··· EXCERPTED RECORDS ···
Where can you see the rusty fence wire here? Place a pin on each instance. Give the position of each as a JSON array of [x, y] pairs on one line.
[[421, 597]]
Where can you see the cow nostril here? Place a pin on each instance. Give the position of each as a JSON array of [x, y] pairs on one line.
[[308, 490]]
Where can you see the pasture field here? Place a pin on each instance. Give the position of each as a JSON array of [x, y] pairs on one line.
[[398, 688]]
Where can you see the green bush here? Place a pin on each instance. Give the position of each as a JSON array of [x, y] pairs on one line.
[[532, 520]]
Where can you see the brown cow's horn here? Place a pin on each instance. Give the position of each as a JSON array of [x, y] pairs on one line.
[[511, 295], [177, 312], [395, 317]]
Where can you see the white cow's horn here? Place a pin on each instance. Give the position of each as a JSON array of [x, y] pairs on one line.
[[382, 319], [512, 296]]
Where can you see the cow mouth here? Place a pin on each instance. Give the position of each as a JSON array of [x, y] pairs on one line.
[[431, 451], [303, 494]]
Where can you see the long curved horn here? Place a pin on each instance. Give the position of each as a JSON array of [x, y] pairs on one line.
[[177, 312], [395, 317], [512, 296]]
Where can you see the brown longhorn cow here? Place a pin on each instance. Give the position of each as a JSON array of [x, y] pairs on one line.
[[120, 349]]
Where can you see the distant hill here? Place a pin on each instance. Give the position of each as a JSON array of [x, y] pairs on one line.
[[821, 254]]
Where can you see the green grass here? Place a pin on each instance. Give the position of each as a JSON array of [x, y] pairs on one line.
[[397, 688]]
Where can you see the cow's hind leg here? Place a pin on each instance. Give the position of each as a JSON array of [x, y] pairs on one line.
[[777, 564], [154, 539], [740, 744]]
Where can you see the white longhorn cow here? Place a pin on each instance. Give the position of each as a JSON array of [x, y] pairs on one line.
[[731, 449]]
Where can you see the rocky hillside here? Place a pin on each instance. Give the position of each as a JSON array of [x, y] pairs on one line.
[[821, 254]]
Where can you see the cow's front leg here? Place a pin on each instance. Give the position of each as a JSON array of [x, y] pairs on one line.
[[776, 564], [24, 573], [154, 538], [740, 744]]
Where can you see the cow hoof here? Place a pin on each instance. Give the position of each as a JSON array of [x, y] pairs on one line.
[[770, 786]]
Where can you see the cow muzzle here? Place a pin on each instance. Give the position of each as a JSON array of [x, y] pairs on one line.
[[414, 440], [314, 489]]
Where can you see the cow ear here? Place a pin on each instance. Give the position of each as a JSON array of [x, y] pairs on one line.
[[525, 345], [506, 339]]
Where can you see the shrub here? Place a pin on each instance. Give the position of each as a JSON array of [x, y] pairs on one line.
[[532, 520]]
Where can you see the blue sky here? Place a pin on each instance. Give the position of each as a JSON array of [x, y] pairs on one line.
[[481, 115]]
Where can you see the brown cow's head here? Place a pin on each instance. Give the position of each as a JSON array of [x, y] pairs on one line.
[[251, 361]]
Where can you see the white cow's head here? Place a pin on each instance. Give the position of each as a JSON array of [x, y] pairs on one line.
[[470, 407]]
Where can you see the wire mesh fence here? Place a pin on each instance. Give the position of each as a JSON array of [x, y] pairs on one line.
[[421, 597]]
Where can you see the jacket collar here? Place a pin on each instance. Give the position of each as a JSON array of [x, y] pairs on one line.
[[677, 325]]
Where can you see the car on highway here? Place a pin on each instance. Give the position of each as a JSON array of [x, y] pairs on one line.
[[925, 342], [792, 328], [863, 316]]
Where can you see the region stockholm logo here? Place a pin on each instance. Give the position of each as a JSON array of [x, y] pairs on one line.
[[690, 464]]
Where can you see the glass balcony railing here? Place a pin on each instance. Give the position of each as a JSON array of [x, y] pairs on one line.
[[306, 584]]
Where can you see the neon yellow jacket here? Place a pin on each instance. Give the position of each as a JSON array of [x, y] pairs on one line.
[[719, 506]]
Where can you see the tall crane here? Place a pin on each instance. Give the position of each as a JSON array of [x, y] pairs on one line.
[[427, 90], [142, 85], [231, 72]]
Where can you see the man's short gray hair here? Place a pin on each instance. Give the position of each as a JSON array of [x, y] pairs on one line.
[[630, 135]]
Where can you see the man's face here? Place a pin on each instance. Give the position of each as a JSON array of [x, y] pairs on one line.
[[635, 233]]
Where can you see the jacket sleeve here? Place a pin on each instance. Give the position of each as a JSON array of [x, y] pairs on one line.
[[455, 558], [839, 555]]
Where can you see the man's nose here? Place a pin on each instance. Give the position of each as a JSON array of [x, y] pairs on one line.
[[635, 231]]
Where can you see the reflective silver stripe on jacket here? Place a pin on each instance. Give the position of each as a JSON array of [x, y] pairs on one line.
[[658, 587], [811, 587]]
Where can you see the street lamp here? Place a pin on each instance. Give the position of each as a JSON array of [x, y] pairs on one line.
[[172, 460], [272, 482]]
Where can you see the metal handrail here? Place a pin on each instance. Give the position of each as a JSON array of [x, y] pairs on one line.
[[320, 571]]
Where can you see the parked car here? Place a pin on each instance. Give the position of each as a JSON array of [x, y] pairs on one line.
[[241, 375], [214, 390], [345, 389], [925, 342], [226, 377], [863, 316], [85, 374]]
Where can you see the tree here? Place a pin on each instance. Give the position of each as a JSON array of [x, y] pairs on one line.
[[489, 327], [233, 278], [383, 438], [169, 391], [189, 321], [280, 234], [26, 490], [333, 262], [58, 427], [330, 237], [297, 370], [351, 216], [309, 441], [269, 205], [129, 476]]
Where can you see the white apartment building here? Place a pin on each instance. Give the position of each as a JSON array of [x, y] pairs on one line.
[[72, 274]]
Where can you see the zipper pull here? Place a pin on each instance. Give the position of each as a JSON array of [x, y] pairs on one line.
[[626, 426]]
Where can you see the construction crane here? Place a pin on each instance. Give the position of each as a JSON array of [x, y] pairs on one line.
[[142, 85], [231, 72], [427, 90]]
···
**PROBLEM**
Please copy each record shown above exactly.

**FINISHED TASK**
Where can you see the rusty fence wire here? Place a pin on each instance. Give the position of each as a JSON array of [x, y] pairs on one line.
[[421, 597]]
Where can you see the cow nostril here? Place a pin on each instance. Give the position of each as a JSON array of [x, y] pairs on one line.
[[308, 490]]
Where can you see the pasture field here? Place a pin on each instance. Give the position of each as a JSON array of [x, y] pairs on one line.
[[398, 688]]
Where can you see the green bush here? Place a pin on each instance. Give the position of each as a JSON array of [x, y] pairs on one line.
[[532, 520]]
Where can you see the brown cow's horn here? Place a pin on each instance. Give the position of each as a JSON array of [x, y] pairs on one line.
[[511, 295], [177, 312], [395, 317]]
Where can you see the white cow's horn here? Place a pin on each instance. Give the position of each as a JSON array of [x, y] pairs on one line.
[[382, 319], [512, 296]]
Where can you see the cow mouth here? Place a pin on each instance. Give the position of each as a JSON array of [x, y] pairs on one line.
[[431, 451], [303, 494]]
Where can you see the long curved horn here? Place a pin on each instance. Give the position of each as a JSON array of [x, y] pairs on one line.
[[177, 312], [395, 317], [512, 296]]
Where can you see the brown longhorn cow here? Place a pin on each instance. Give the position of each as a JSON array of [x, y] pairs on one line.
[[120, 349]]
Where can you see the distant hill here? Place a pin on each instance. Give the position of each as a JSON array of [x, y] pairs on one line.
[[821, 254]]
Where can you see the green grass here? Place a pin on each instance. Give the position of each as a JSON array of [x, y] pairs on one line.
[[397, 688]]
Where can you see the cow's hind leg here? Place a pin on each instance. Give the position of each as a JSON array of [x, y] pairs on one line.
[[777, 564], [154, 539], [740, 744]]
Where can you see the white longhorn cow here? Place a pin on each instance. Give the position of each as a JSON array of [x, y] pairs on one line.
[[731, 449]]
Where can you see the rocky hillside here? Place a pin on each instance. Give the position of each as a JSON array of [x, y] pairs on one line.
[[821, 254]]
Where can you see the cow's front leg here? Place a pin on each instance. Give the position of each as a JSON array of [x, y] pairs on one line.
[[776, 564], [24, 573], [154, 538], [740, 744]]
Where can you see the cow hoof here? Place a pin on each instance. Give the position of each as a JSON array of [x, y] pairs on one line.
[[770, 786]]
Where can you see the cow muzzle here? Place a pin on each instance. Give the position of each as a JSON array of [x, y] pairs on one line.
[[414, 440], [314, 489]]
Where can you see the cow ear here? Place a pin on each instance. Give the position of each as a JSON array of [x, y] pairs on one line.
[[525, 345], [506, 339]]
Where can you see the shrub here? Place a pin on each instance. Give the position of each as a JSON array of [x, y] pairs on one line.
[[532, 520]]
Where can you see the blue sky here? Place a pin on each instance. Give the position of each as a JSON array of [x, y] pairs on one line.
[[481, 115]]
Where can you see the brown cow's head here? Place a pin on each instance. Give the position of each as a JSON array of [x, y] pairs on one line.
[[251, 361]]
Where can you see the white cow's head here? Place a pin on each instance. Give the position of each as a JSON array of [x, y] pairs on one line.
[[470, 407]]
Where can you see the wire mesh fence here? Place a pin on each instance. Give the position of each as a JSON array of [x, y] pairs on one line.
[[421, 597]]
Where can you see the jacket collar here? Place a pin on each instance. Give the position of each as a JSON array of [x, y] pairs on one line.
[[677, 325]]
Where can you see the car on highway here? Place a pin on each instance. Give the position of each as a JSON array of [x, y] pairs on one line.
[[925, 342], [792, 328], [863, 316]]
Where can you see the region stockholm logo here? Place a pin on each instance. Give the position of each as a JSON array of [x, y] pairs on one line.
[[690, 464]]
Where can you see the glass balcony railing here? Place a pin on each instance. Give the position of each as a JSON array of [x, y] pairs on one line.
[[306, 584]]
Where can you see the neon yellow jacket here? Place a pin on each instance. Give the position of each as a JSON array of [x, y] pairs on one line.
[[719, 506]]
Where can you see the tall crane here? Place a pin on each instance. Give the position of each as a JSON array of [x, y] pairs on one line.
[[427, 90], [142, 85], [231, 72]]
Where can you see the man's short gray hair here? Place a pin on each instance. Give the position of each as a JSON array of [x, y] pairs on one line.
[[630, 135]]
Where can you see the man's face here? Place a pin on each instance. Give the position of each as a JSON array of [x, y] pairs on one line.
[[635, 233]]
Where can you see the jacket sleeve here? Place a pin on each instance. Give the position of each as a JSON array of [x, y] pairs on one line.
[[455, 558], [839, 555]]
Where can you see the man's nose here? Place a pin on each instance. Give the position of each as a JSON array of [x, y] pairs on one line.
[[635, 231]]
Where can you see the reflective silver stripe on jacket here? Place a pin on each instance. Give the position of each as a JSON array of [x, y] pairs on one line.
[[658, 587], [811, 587]]
Where can you see the street lamp here? Place a pin on each instance. Give the position of each as a JSON array of [x, y] pairs on one line.
[[172, 460], [272, 482]]
Where can you see the metal handrail here? Place a pin on each instance. Give the position of each as a JSON array of [x, y] pairs on one line.
[[320, 571]]
Where can you see the parked car here? Place a pin on each instance. Give the position of each as a JSON array of [x, y] pairs on one line.
[[241, 375], [214, 390], [345, 389], [925, 342], [226, 377], [863, 316], [85, 374]]
Where can you see the tree here? Place a pin on each instance. Give the position of each as a JSON array of [x, y] pairs on one line.
[[489, 327], [233, 278], [383, 438], [169, 391], [189, 321], [280, 234], [26, 490], [333, 262], [58, 427], [330, 237], [297, 370], [351, 216], [309, 441], [269, 205], [129, 476]]
Where can you see the white apartment building here? Place a pin on each instance. Give the position of each as a JSON array of [x, y] pairs on one line.
[[72, 274]]
Where can you see the zipper pull here? Place a pin on each instance. Give the position of each as a JSON array of [x, y] pairs on one line.
[[626, 426]]
Where can you see the construction crane here? Place a pin on each instance. Give the position of each as a JSON array of [x, y] pairs on one line.
[[142, 85], [231, 72], [427, 90]]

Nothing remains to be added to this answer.